*** Excerpt to read

AFP: IMF loan for Sri Lanka not appropriate right now: Clinton

US Secretary of State Hillary Clinton said here Thursday it "is not an appropriate time" to consider a massive International Monetary Fund loan for Sri Lanka.

 

Clinton told reporters that the United States has been "trying to convince both sides," the Sri Lankan government and the Tamil Tiger guerrillas, to stop fighting.

 

"We have also raised questions about the IMF loan at this time. We think that it is not an appropriate time to consider that (loan) until there is a resolution of the conflict," Clinton added.

 

The United States is the main shareholder in the IMF and its approval is key to the release of the loan.

 

Clinton’s comments came two weeks after the IMF said talks with Sri Lanka for a bailout package of around two billion dollars were continuing despite reports the fund was under pressure to withold the planned financing.

 

News reports said US officials indicated that they want the IMF loan to Sri Lanka, aimed at helping the low-income Asian country cope with the global financial crisis, delayed to prod Colombo to step up aid to civilians.

 

The central bank in Colombo said at the time that an IMF mission was in Sri Lanka to try to ensure there are enough controls to verify that the IMF funds for balance-of-payments support are not used for other purposes.

 

Sri Lankan central bank governor Nivard Cabraal said the IMF loan was on track and procedures such as safeguard assessments had to be finished regardless of whether the United States was dragging its feet over the loan.

******
*** Given entries

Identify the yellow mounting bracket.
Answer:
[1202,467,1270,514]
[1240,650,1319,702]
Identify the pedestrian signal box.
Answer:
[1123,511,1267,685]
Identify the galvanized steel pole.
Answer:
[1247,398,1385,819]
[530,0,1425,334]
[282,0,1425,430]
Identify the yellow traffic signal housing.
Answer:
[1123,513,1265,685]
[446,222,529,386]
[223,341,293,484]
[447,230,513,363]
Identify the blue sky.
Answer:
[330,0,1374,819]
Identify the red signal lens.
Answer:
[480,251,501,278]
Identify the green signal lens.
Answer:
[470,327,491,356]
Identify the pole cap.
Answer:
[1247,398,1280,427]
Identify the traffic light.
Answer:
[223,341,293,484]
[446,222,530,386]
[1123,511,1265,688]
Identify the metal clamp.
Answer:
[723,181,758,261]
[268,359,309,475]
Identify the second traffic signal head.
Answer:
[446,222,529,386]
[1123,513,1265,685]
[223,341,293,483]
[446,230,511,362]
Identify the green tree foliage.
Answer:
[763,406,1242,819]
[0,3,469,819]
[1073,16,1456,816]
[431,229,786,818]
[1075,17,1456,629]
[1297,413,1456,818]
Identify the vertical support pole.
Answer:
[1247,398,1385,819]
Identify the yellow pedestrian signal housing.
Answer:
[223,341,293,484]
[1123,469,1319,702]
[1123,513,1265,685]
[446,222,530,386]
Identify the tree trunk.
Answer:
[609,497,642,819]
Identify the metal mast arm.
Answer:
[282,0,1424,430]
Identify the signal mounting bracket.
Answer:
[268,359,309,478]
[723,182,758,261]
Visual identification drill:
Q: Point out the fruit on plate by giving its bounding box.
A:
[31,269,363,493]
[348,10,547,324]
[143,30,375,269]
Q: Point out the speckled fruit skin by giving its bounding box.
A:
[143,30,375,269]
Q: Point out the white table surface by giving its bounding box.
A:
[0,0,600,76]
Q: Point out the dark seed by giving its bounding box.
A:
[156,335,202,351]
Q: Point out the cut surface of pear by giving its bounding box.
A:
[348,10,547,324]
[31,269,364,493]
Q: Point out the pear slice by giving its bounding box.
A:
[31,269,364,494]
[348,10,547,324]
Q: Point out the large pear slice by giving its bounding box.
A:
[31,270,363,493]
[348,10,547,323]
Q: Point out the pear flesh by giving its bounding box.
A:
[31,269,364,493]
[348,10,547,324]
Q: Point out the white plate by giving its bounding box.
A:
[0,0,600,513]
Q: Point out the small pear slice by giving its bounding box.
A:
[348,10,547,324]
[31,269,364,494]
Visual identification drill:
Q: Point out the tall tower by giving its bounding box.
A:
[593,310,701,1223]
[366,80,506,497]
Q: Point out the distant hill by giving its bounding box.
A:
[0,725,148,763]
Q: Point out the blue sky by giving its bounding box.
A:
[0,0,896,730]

******

### Exercises to complete:
1) Print the portion of the article on the IMF loan for Sri Lanka starting with "News reports said" and going on through "aid to civilians.".
2) For each of the following statements, state whether it agrees with the article on the IMF loan for Sri Lanka, answering yes or no and quoting the words of the article that decide it: (a) The United States is the main shareholder in the IMF. (b) The bailout package under discussion with Sri Lanka was around five billion dollars. (c) Nivard Cabraal said the IMF loan had been suspended.
The records may be disregarded entirely.

### Activity answers:
1)
News reports said US officials indicated that they want the IMF loan to Sri Lanka, aimed at helping the low-income Asian country cope with the global financial crisis, delayed to prod Colombo to step up aid to civilians.

2)
(a) Yes: "The United States is the main shareholder in the IMF and its approval is key to the release of the loan."
(b) No: "a bailout package of around two billion dollars"
(c) No: "Sri Lankan central bank governor Nivard Cabraal said the IMF loan was on track"